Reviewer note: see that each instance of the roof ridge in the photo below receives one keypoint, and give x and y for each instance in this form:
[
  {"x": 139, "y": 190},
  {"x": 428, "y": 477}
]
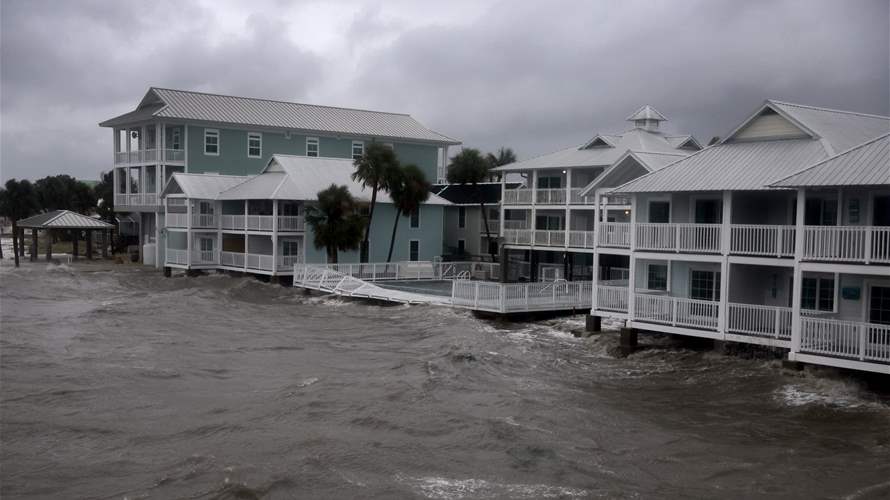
· · ·
* [Énoncé]:
Renvoyez toutes les lignes du matériel ci-dessus qui contiennent le mot "this", en respectant la casse.

* [Réponse rédigée]:
Reviewer note: see that each instance of the roof ridge in the photo below receives one keypoint, and give x and y for each instance in this form:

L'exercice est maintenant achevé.